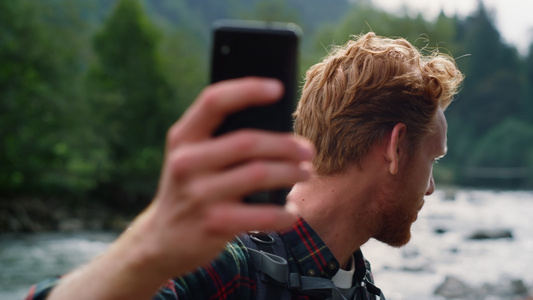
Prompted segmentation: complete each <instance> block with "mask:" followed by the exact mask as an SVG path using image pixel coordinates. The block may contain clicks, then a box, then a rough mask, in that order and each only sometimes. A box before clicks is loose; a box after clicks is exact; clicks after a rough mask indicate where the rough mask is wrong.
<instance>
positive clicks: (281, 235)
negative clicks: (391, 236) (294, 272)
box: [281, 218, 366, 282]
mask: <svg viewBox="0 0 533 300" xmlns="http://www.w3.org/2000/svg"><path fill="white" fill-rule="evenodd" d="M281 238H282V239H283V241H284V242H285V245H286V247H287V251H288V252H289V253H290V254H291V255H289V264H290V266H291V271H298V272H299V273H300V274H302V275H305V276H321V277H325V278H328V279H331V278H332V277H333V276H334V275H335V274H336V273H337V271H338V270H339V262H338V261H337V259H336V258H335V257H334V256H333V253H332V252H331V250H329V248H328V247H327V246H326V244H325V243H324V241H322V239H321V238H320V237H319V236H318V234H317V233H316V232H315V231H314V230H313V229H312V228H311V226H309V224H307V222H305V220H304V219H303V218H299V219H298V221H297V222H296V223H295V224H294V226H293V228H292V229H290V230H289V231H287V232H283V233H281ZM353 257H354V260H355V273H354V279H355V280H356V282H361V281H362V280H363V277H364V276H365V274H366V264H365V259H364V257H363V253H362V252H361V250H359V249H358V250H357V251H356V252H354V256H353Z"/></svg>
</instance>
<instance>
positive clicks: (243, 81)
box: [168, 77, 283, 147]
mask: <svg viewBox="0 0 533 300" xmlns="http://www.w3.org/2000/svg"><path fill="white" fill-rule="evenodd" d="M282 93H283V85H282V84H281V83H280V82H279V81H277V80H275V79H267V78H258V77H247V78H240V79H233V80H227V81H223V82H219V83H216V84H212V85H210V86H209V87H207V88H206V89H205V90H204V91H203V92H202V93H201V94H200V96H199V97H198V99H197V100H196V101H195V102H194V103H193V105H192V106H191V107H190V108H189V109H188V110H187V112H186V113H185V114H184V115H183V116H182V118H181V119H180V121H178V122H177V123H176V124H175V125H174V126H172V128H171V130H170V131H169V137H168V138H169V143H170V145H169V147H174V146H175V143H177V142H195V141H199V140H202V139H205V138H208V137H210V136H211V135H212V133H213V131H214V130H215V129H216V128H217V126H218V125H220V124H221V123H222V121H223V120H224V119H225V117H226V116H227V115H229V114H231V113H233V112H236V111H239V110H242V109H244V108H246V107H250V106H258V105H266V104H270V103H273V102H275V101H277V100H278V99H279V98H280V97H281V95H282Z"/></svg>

Task directions —
Without the pictures, repeat every record above exactly as written.

Exercise solution —
Prompted segmentation: complete each <instance> block with "mask:" followed by the exact mask as an SVG path using image pixel coordinates. The block may contain clicks, then a box, then a rough mask, in that order and each only sometimes. A box before clicks is loose; a box after clicks is exact; clicks after a rough mask indicate where the rough mask is wrong.
<instance>
positive clicks: (281, 235)
negative clicks: (391, 236) (294, 272)
box: [281, 218, 366, 282]
mask: <svg viewBox="0 0 533 300" xmlns="http://www.w3.org/2000/svg"><path fill="white" fill-rule="evenodd" d="M281 238H282V239H283V241H284V242H285V245H286V247H287V251H288V252H289V253H290V254H291V255H289V264H290V266H291V271H298V272H299V273H300V274H302V275H305V276H321V277H325V278H328V279H331V278H332V277H333V276H334V275H335V274H336V273H337V271H338V270H339V262H338V261H337V259H336V258H335V257H334V256H333V253H332V252H331V250H329V248H328V247H327V246H326V244H325V243H324V241H322V239H321V238H320V237H319V236H318V234H317V233H316V232H315V231H314V230H313V229H312V228H311V226H309V224H307V222H305V220H304V219H303V218H299V219H298V221H297V222H296V223H295V224H294V226H293V228H292V229H290V230H289V231H287V232H283V233H281ZM353 257H354V260H355V273H354V279H355V280H356V282H361V281H362V280H363V277H364V276H365V274H366V264H365V259H364V257H363V253H362V252H361V250H359V249H358V250H357V251H356V252H354V256H353Z"/></svg>
</instance>
<instance>
positive clicks: (243, 81)
box: [168, 77, 283, 147]
mask: <svg viewBox="0 0 533 300" xmlns="http://www.w3.org/2000/svg"><path fill="white" fill-rule="evenodd" d="M282 93H283V85H282V84H281V83H280V82H279V81H277V80H275V79H267V78H258V77H247V78H240V79H233V80H227V81H223V82H219V83H216V84H212V85H210V86H209V87H207V88H206V89H205V90H204V91H203V92H202V93H201V94H200V96H199V97H198V99H197V100H196V101H195V102H194V103H193V105H192V106H191V107H190V108H189V109H188V110H187V112H186V113H185V114H184V115H183V116H182V118H181V119H180V121H178V122H177V123H176V124H175V125H174V126H172V128H171V130H170V131H169V137H168V138H169V143H170V145H169V147H174V146H175V143H177V142H195V141H199V140H202V139H205V138H208V137H210V136H211V135H212V133H213V131H214V130H215V129H216V128H217V126H218V125H220V124H221V123H222V121H223V120H224V119H225V117H226V116H227V115H229V114H231V113H233V112H236V111H239V110H242V109H244V108H246V107H250V106H258V105H266V104H270V103H273V102H275V101H277V100H278V99H279V98H280V97H281V95H282Z"/></svg>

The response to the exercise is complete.